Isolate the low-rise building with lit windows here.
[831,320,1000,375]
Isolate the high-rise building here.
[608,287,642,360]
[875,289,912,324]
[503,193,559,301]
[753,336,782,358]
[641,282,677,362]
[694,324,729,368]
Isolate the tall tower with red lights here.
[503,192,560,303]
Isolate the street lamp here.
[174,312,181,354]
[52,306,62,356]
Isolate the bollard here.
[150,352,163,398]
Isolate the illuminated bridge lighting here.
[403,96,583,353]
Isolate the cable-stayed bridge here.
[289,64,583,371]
* * *
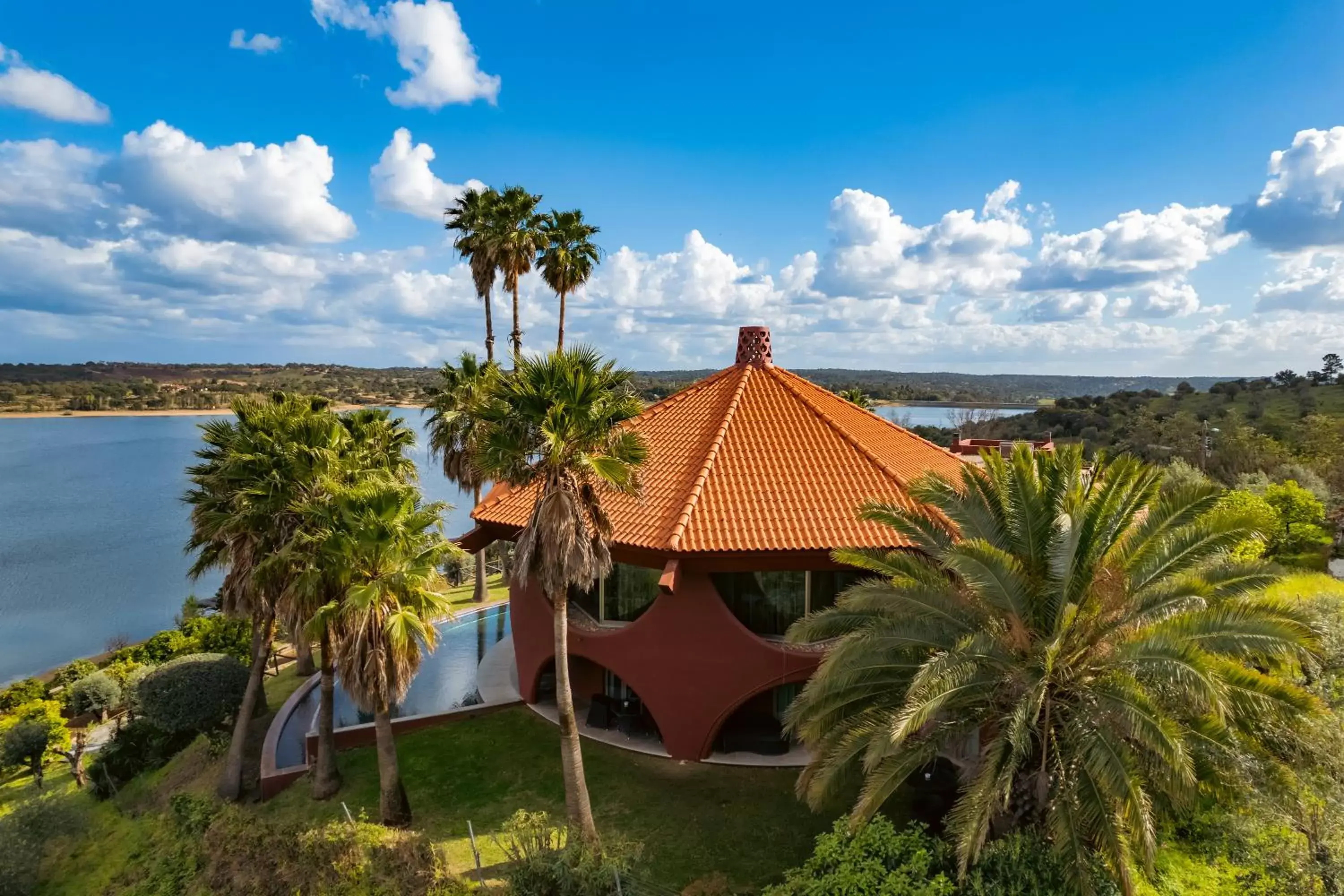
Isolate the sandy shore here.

- [EXERCISE BRIEF] Please return the stretch of material that opens with the line containing "Isolate the low-rise" and closes with the line containing "[403,96,583,353]", both of those lines included, reproducing each line unchanged.

- [FULL ANSWER]
Isolate the low-rise building with lit windows here.
[831,320,1000,375]
Isolate the high-rise building here.
[608,287,642,360]
[875,289,912,324]
[503,193,559,301]
[753,336,782,358]
[641,282,677,362]
[694,324,729,368]
Isolate the tall tower with red lights here.
[503,192,560,303]
Isolate the street lamp here.
[174,312,181,354]
[52,306,62,356]
Isolate the bollard here.
[150,352,163,398]
Isolate the illuminated bridge lighting here.
[403,96,583,353]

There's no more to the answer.